Page text —
┌──

Dan - Yes. There's a number of camps on this, but there is no doubt, there's a genetic predisposition to being able to do exercise. We know that there are certain genes that seem to describe whether you are an endurance athlete, whether you are maybe a high jumper. But we also are starting to recognise now that there are genes that actually describe why people don't respond to exercise. I'm sure everybody is suddenly going, "Well, this explains everything. That's why I don't go to the gym."  And we're starting to understand - it's about 1 in 10 - that's a quite high number - would potentially be a non-responder to cardiovascular exercise which is the predominant form of exercise we talk about in terms of maintaining a healthy lifestyle. I say to my students, "If you're not an Olympic athlete, it's very simple. Just blame your parents" because that's really the backdrop to everything you do. You're working within the genes that you're given.

Chris - Anyone here got some good genes for exercise? Have we got any athletes in the audience? Are you an athlete?

Fergal - Very much an amateur athlete.

Chris - What's your event?

Fergal - Well, I row and I run.

Chris - What's your name?

Fergal - I'm Fergal.

Chris - Any questions for someone who's a professional in this? How you can make your amateur turn professional?

Fergal - Well I'd love to know, is there a correlation between fitness and VO2 max and fitness and heart rate because I know myself. I have a really low maximum heart rate, but my resting heart rate is quite low. But my maximum heart rate is about 170. I just wondered why that is.

Chris - Maybe you should start by telling people what VO2 max is.

└──

Extracted records —
┌──

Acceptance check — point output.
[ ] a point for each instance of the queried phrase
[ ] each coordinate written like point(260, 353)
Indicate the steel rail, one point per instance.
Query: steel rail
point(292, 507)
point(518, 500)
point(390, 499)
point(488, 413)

└──

Exercise objective —
Please list the name of every speaker in the exercise genetics transcript.

Exercise output —
Dan, Chris, Fergal